■ WHAT THIS TASK INVOLVES:
Turn the data below into a numbered list with one line per item. Skip blank lines and leave the pictures out.

■ TASK INPUT:

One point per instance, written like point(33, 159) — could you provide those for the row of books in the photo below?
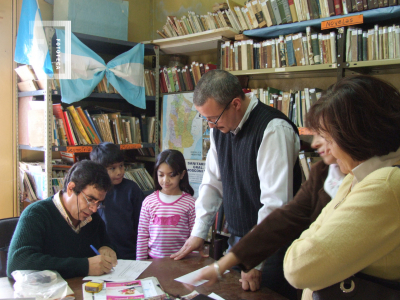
point(150, 82)
point(141, 177)
point(181, 79)
point(262, 13)
point(194, 23)
point(75, 126)
point(380, 42)
point(294, 104)
point(298, 49)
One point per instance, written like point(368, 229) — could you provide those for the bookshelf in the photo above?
point(201, 41)
point(105, 46)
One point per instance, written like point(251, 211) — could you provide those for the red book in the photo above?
point(209, 67)
point(163, 87)
point(59, 114)
point(338, 7)
point(68, 128)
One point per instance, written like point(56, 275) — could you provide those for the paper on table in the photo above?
point(215, 296)
point(126, 270)
point(190, 277)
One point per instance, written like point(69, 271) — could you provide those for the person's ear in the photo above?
point(70, 188)
point(183, 174)
point(237, 103)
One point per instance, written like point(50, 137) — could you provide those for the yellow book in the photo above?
point(78, 123)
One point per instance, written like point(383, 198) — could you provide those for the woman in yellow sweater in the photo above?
point(359, 230)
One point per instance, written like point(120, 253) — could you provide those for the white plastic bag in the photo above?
point(43, 285)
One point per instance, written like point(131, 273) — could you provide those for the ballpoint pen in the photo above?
point(98, 253)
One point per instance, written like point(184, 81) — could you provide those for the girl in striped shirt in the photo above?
point(167, 215)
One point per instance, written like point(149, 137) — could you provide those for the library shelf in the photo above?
point(145, 158)
point(86, 148)
point(201, 41)
point(309, 68)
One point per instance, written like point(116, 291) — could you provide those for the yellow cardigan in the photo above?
point(359, 230)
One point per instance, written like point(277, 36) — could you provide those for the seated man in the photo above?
point(56, 233)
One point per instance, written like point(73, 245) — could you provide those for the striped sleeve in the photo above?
point(143, 231)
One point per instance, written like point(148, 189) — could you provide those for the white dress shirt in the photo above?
point(276, 157)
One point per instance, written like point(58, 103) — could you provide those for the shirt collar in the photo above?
point(252, 105)
point(58, 203)
point(373, 164)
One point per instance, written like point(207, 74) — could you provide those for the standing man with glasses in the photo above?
point(252, 165)
point(56, 233)
point(122, 203)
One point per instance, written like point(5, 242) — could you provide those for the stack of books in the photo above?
point(380, 42)
point(300, 49)
point(75, 126)
point(140, 176)
point(265, 13)
point(181, 79)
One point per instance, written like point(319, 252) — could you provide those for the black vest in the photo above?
point(237, 160)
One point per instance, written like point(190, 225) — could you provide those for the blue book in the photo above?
point(290, 51)
point(92, 124)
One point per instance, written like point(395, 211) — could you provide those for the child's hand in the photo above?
point(110, 253)
point(193, 243)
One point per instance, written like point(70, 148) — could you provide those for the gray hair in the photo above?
point(220, 85)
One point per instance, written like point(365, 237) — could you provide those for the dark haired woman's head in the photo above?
point(361, 115)
point(86, 172)
point(107, 154)
point(175, 160)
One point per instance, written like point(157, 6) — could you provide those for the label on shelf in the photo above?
point(130, 146)
point(79, 149)
point(345, 21)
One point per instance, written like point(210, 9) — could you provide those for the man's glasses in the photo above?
point(93, 203)
point(216, 121)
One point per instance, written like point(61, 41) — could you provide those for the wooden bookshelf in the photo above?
point(201, 41)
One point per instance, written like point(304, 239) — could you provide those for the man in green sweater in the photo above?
point(57, 233)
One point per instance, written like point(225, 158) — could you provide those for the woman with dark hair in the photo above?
point(359, 230)
point(167, 215)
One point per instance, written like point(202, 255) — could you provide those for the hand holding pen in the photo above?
point(103, 262)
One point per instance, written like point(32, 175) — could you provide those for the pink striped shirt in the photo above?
point(164, 227)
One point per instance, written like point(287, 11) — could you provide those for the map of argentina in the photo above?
point(182, 126)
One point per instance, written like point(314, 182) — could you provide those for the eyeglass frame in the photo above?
point(216, 121)
point(96, 203)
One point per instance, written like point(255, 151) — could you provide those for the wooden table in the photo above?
point(166, 270)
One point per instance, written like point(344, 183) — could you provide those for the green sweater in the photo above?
point(43, 240)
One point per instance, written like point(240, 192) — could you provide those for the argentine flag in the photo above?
point(31, 47)
point(87, 69)
point(125, 72)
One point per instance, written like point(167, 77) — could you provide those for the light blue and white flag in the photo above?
point(31, 47)
point(87, 69)
point(126, 75)
point(125, 72)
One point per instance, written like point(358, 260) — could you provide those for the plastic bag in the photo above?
point(42, 285)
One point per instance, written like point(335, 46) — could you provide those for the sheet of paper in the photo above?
point(148, 288)
point(215, 296)
point(190, 277)
point(125, 270)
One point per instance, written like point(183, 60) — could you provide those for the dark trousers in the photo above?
point(272, 272)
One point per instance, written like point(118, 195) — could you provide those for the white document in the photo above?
point(126, 270)
point(215, 296)
point(190, 277)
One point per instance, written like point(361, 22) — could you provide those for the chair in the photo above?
point(7, 227)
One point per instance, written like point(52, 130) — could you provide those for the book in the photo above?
point(78, 123)
point(59, 114)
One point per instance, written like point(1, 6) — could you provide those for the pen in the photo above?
point(98, 253)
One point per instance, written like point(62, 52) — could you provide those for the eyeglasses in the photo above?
point(93, 203)
point(216, 121)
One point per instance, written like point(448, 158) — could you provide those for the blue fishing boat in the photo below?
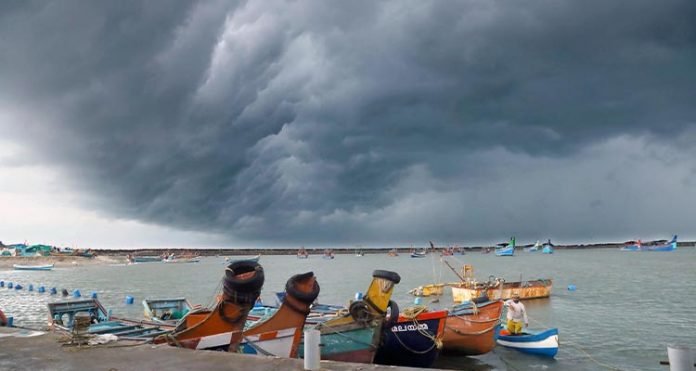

■ FINAL ANSWER:
1. One point per instance, written like point(33, 159) — could you provide those for the row of books in the photo below?
2. point(150, 82)
3. point(141, 177)
4. point(181, 79)
5. point(262, 13)
6. point(194, 23)
7. point(75, 126)
8. point(380, 42)
9. point(294, 104)
10. point(298, 49)
11. One point per instance, written like point(368, 229) — could you provide those for the bookshelf in the photo above?
12. point(201, 41)
13. point(105, 46)
14. One point per instance, written like point(251, 211) — could you provide those for the red book in the photo above?
15. point(209, 67)
16. point(163, 87)
17. point(59, 114)
18. point(338, 7)
19. point(68, 128)
20. One point per instance, written like point(56, 275) — could you provide those for the paper on table in the photo above?
21. point(215, 296)
22. point(126, 270)
23. point(190, 277)
24. One point per instance, written like point(69, 271) — could you provide those for the person's ear in the photo above?
25. point(70, 188)
26. point(183, 174)
27. point(237, 103)
28. One point per instance, written like point(50, 137) — could you provide those for the yellow book in the photo above?
29. point(78, 123)
30. One point per instance, written like point(383, 198) — could you provide those for the woman in yellow sweater in the photo above?
31. point(359, 230)
32. One point per instance, written like point(120, 253) — could you provide those for the white plastic bag in the photo above?
33. point(43, 285)
34. One point per instance, written like point(131, 273) — could you provide those for the ballpoint pen in the photo above?
35. point(98, 253)
36. One point per instance, written like point(184, 81) — could you provide those for the girl in striped shirt in the photo above?
37. point(167, 215)
38. One point per instance, written like point(149, 137) — could you provide those for the library shelf in the photo above?
39. point(145, 158)
40. point(86, 148)
41. point(201, 41)
42. point(309, 68)
43. One point per instance, written like point(116, 291) — could you provide those for the yellow cardigan in the photo above?
44. point(359, 230)
45. One point per instance, written like point(277, 36) — could you provide those for the seated man in the photo above?
46. point(56, 233)
47. One point per instance, written like point(73, 245) — could you provide those for the striped sleeve in the photo above?
48. point(143, 231)
49. One point per instance, written like point(148, 189) — could you provide those for the white dress shirt in the photo above?
50. point(276, 157)
51. One point per instance, written like point(58, 103) — could you provide those for the shirt collar in the photo above?
52. point(252, 105)
53. point(58, 203)
54. point(373, 164)
55. One point per instance, written like point(207, 74) — could you provide those for the standing man with glasses in the photo above?
56. point(252, 165)
57. point(56, 233)
58. point(122, 203)
59. One point per instance, written like point(5, 242) — could you provide those for the stack of books in the photo above?
60. point(380, 42)
61. point(300, 49)
62. point(75, 126)
63. point(140, 176)
64. point(265, 13)
65. point(181, 79)
66. One point per instance, written like point(319, 252) — could you provide those for the black vest in the photo above?
67. point(237, 160)
68. One point per instance, written like point(190, 225) — could you provide those for the blue book in the photo above?
69. point(290, 51)
70. point(92, 124)
71. One point per instance, written like point(395, 211) — could you provide those for the child's hand in the photo above?
72. point(110, 253)
73. point(193, 243)
74. One point per instance, written like point(70, 148) — could you provide those for the gray hair in the photo above?
75. point(220, 85)
76. One point per instance, written like point(365, 237) — could you provide those for the dark haired woman's head in the photo above?
77. point(361, 115)
78. point(86, 172)
79. point(107, 154)
80. point(175, 160)
81. One point per instance, written like point(157, 6) — could you provide those for the label on shelf in the photo above?
82. point(130, 146)
83. point(79, 149)
84. point(345, 21)
85. One point per instance, written like point(210, 9) — could you provide those for the man's glasses in the photo above?
86. point(93, 203)
87. point(216, 121)
88. One point per instance, written like point(61, 41) — could you provide those for the wooden bookshelf in the photo above?
89. point(201, 41)
90. One point per instance, written like point(304, 239) — could you provide those for the man in green sweater in the photo above?
91. point(57, 233)
92. One point per instance, written like point(225, 158) — could you provide those for the woman with dark hair in the photo above?
93. point(359, 230)
94. point(167, 215)
95. One point per instance, written like point(202, 255) — could you provide those for the hand holding pen in the photo above?
96. point(103, 262)
97. One point per instance, written like point(32, 175) — could you provide those for the pink striped shirt in the photo above?
98. point(164, 227)
99. One point per instance, written like point(287, 11) — could you provide those for the map of argentina in the photo above?
100. point(182, 126)
101. One point per instance, written like point(314, 182) — could you provide those for the eyeglass frame in the photo above?
102. point(216, 121)
103. point(96, 203)
104. One point per instance, written like point(255, 151) — could you provide those for the wooden table in the photo above?
105. point(166, 270)
106. One point per instance, written like point(344, 183) — could you provide those for the green sweater in the photo above?
107. point(43, 240)
108. One point per instance, written like point(240, 192) — could you provide those for the argentine flag in the photo above?
109. point(31, 47)
110. point(87, 69)
111. point(125, 72)
112. One point per instance, written like point(167, 77) — could you provide those for the light blue and white flag in the photo above?
113. point(31, 47)
114. point(87, 69)
115. point(126, 75)
116. point(125, 72)
117. One point per instance, written like point(358, 260) — could you provide those for the plastic bag in the photo above?
118. point(42, 285)
119. One point per instance, written like point(335, 46) — could you provide those for the sheet of paper in the photo above?
120. point(148, 288)
121. point(215, 296)
122. point(190, 277)
123. point(125, 270)
124. One point per instance, written like point(183, 60) — could you provide those for the dark trousers in the photo above?
125. point(272, 272)
126. One point per instance, written like point(118, 195) — could you provide those for the white document in the photo above?
127. point(126, 270)
128. point(215, 296)
129. point(190, 277)
130. One point per instance, written like point(361, 22) — could you provide those for the chair in the photo above?
131. point(7, 227)
132. One point per instance, written like point(52, 130) — could you provide those for the book in the photo above?
133. point(78, 123)
134. point(59, 114)
135. One point per instance, written like point(1, 6) — could you provide those for the pen in the photo above?
136. point(98, 253)
137. One point per instance, written like point(62, 52) — could you provide those for the eyeglasses in the photo above?
138. point(93, 203)
139. point(216, 121)
140. One point per instance, written like point(448, 158) — could you provide those for the blue fishing boat in the photo below?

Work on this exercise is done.